● Work to be completed
Please write the listing below out again exactly, leaving every picture behind.

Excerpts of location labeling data
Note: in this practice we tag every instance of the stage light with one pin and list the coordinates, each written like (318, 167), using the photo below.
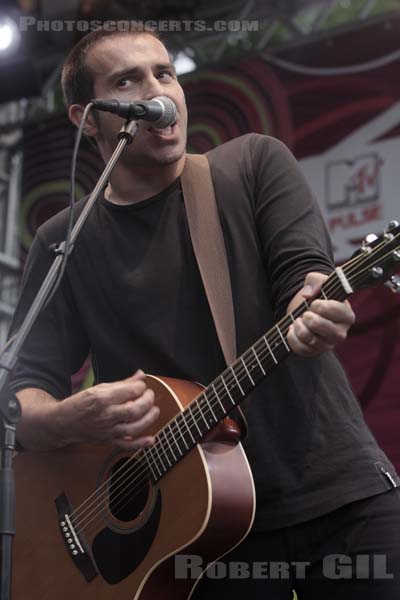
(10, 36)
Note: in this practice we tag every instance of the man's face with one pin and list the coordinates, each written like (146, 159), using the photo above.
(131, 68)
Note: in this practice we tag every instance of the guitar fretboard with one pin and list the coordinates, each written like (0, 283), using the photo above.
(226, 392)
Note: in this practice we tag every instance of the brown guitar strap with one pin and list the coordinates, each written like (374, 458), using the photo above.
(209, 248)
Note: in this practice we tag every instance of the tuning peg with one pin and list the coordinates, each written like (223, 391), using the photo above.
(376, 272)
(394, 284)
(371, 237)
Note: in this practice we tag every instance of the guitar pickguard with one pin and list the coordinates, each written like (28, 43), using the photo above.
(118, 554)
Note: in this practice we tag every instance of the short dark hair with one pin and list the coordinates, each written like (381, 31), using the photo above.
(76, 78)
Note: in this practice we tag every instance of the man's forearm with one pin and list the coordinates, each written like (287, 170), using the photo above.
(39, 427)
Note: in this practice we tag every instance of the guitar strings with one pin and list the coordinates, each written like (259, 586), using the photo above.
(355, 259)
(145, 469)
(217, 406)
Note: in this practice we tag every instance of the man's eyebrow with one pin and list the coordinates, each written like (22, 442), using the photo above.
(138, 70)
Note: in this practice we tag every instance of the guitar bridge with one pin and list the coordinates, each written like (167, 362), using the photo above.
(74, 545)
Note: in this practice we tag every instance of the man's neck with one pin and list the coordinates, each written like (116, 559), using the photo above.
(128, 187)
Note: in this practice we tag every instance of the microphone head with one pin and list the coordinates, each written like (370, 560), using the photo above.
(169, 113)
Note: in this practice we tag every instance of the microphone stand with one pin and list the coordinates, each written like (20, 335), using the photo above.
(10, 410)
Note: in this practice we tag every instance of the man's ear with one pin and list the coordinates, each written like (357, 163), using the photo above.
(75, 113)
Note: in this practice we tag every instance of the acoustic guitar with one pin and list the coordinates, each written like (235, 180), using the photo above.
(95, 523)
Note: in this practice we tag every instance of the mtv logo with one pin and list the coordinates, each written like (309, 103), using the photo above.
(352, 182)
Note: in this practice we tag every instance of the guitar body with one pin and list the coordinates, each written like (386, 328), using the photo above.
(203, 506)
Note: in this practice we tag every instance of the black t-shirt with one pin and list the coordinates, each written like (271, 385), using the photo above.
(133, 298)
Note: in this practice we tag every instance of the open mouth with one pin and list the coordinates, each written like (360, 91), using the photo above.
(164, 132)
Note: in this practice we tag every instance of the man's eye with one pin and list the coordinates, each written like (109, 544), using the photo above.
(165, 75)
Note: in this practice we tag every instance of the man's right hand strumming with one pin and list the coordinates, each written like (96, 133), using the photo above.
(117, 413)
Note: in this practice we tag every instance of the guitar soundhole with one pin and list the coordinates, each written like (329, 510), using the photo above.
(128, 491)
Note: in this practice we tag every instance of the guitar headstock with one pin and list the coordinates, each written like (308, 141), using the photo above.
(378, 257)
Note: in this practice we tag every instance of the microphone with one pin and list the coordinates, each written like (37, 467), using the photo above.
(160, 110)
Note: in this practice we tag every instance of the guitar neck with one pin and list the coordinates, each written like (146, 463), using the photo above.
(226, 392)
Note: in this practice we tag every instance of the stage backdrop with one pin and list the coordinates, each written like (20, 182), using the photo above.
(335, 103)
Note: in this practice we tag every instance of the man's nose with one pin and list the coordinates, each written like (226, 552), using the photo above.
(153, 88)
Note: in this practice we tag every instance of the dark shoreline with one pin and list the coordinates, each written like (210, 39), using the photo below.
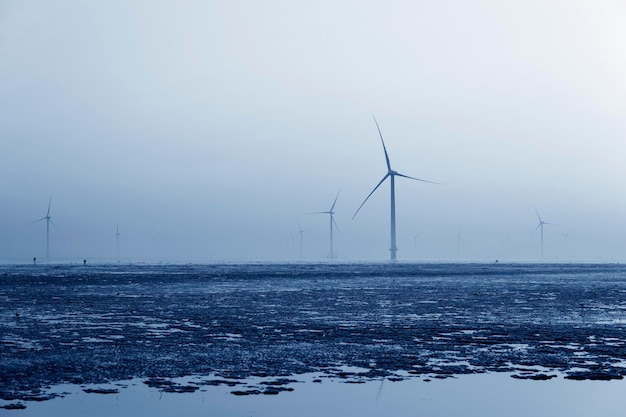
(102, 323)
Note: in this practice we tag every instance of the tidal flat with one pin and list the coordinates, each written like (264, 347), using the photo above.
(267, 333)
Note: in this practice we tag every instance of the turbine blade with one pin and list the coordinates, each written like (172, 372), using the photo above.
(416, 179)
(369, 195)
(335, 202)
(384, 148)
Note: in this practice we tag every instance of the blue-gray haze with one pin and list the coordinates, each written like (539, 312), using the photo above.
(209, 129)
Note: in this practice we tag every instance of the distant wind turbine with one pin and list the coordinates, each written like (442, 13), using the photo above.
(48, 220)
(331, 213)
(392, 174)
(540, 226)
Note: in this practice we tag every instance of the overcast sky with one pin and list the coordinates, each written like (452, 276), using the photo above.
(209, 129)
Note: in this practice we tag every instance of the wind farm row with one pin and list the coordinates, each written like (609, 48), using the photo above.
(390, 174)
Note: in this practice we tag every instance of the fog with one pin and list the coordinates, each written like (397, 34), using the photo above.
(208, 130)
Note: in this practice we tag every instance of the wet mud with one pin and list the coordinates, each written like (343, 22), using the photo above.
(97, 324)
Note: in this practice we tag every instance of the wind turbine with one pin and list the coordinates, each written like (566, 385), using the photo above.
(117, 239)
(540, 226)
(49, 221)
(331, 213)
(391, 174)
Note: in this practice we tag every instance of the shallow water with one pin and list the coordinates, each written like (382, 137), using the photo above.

● Worked solution
Note: in this practice we tag every instance of the stage light with one pin and list the coordinates, each written like (318, 167), using the photo below.
(10, 36)
Note: in this practice we tag every instance of the man's face with one pin and list the coordinates, each written like (146, 159), using the photo above.
(131, 68)
Note: in this practice we tag every instance of the guitar fretboard with one pin and list the coordinates, each written like (0, 283), using the photo above.
(226, 392)
Note: in this practice we tag every instance of the brown guitar strap with one pin and list the coordinates, each written like (374, 458), using the photo above.
(209, 248)
Note: in this practice we tag every instance of the tuning peg with one pin and list the coordinates, each written like (223, 391), using the photo above.
(376, 272)
(394, 284)
(371, 237)
Note: in this practice we tag every instance of the guitar pickguard with one pin and list the coordinates, each written like (28, 43), using the photo above.
(118, 554)
Note: in this practice we tag every instance of the short dark hair with one pin and list the coordinates, each written like (381, 31), using the photo above.
(76, 78)
Note: in this practice we tag every instance of the man's forearm with one pin and list the coordinates, each written like (287, 170), using the photo above.
(39, 427)
Note: in this practice we tag every instance of the guitar strings with one pin and list the coordinates, each written like (259, 586), using the photo above.
(355, 259)
(145, 469)
(217, 406)
Note: in this practice we tag every instance of the man's eyebrow with one pin and list the coordinates, each written like (22, 442), using the photo above.
(138, 70)
Note: in this practice we tag every instance of the guitar bridge with one pin and list the coordinates, each written like (167, 362), using the photo above.
(74, 545)
Note: in this practice we tag every instance of the man's neck with one pin and list the coordinates, each written like (116, 559), using the photo above.
(128, 187)
Note: in this practice we tag every instance of the microphone head with one pin and list the coordinates, each written like (370, 560), using the photo above.
(169, 113)
Note: in this practice we tag every instance of the microphone stand with one pin and list the coordinates, each written like (20, 335), using the photo above.
(10, 410)
Note: in this practice we tag every instance of the man's ear with one pin and list the coordinates, each written like (357, 163), using the photo above.
(75, 113)
Note: in this practice we tag every instance of the acoustic guitar with one pin and list the coordinates, each written like (235, 180), using the photo above.
(95, 523)
Note: in this practice we tag every instance of the mtv logo with one pin and list the coordinates, each written like (309, 103), using the photo above.
(352, 182)
Note: in this practice we tag every instance of the guitar body with one pin and list the coordinates, each written like (386, 328), using the photo above.
(203, 506)
Note: in this practice we tag every instance of the black t-shirt with one pin and list the coordinates, each written like (271, 385), using the photo above.
(133, 298)
Note: in this practice we tag every instance of the open mouth with one pin and list the coordinates, each written like (360, 91), using the photo above.
(164, 132)
Note: in this practice we tag every instance of the man's eye with one pin and list the coordinates, each written like (109, 544), using the photo above.
(165, 75)
Note: in this practice we tag every instance of the man's right hand strumming with one pin and list the coordinates, each written like (96, 133), using the photo above.
(117, 413)
Note: in this practice we tag every instance of the guitar soundhole with one pin and list the coordinates, each written like (329, 510), using the photo above.
(128, 491)
Note: in this practice we tag every instance of the guitar headstock with one pin and list the coordinates, each written like (308, 141), using the photo above.
(378, 257)
Note: in this practice we tag every instance of the microphone with one pin and list the coordinates, each written like (37, 467), using the photo above.
(160, 110)
Note: in this practice we tag every instance of the guitar neck with one pin and list the coordinates, each written like (146, 463), using the photo above.
(226, 392)
Note: in this practice we tag every instance of the stage backdrop with one pin and list the coordinates, each written like (20, 182), using the photo above.
(335, 103)
Note: in this practice we tag every instance of the man's nose with one pin and list the coordinates, each written like (226, 552), using the photo above.
(153, 88)
Note: in this practice we tag every instance of the dark shoreline with one pin and list the coordinates, each written like (210, 39), using the photo below.
(102, 323)
Note: in this practice we tag every instance of the tidal flat with one pin and list the coordinates, each written like (264, 347), using the photo above.
(267, 333)
Note: in this practice we tag every instance of the turbine blade with one pin and list the coordinates, each written like (172, 372), using the photo above.
(416, 179)
(369, 195)
(335, 202)
(384, 148)
Note: in this practice we tag every instance of the blue-gray haze with one pin and list the coordinates, each written like (539, 312), using the photo above.
(209, 129)
Note: in this practice we tag every instance of the distant wind turbine with one pin and list the coordinates, each written like (442, 13), using the photo above.
(48, 220)
(331, 213)
(392, 174)
(540, 226)
Note: in this practice we tag every instance of the overcast sky with one pin and list the coordinates, each written like (452, 276), using the photo above.
(209, 129)
Note: in this practice we tag every instance of the wind farm row with one pin and list the coordinates, each written like (609, 48), using the photo above.
(390, 174)
Note: in this practice we tag every instance of the fog with one pin and list the coordinates, each written like (397, 34), using the photo above.
(208, 130)
Note: in this practice we tag every instance of the wet mud with one pin and list the coordinates, each written like (343, 22), using the photo above.
(97, 324)
Note: in this practice we tag every instance of the wind turbine with one pin and list the coordinates, each written like (566, 385), using the photo above.
(117, 239)
(540, 226)
(49, 221)
(331, 213)
(391, 174)
Note: in this practice we tag every instance of the shallow water with one pin and list the coordinates, each written like (382, 137), using the photo above.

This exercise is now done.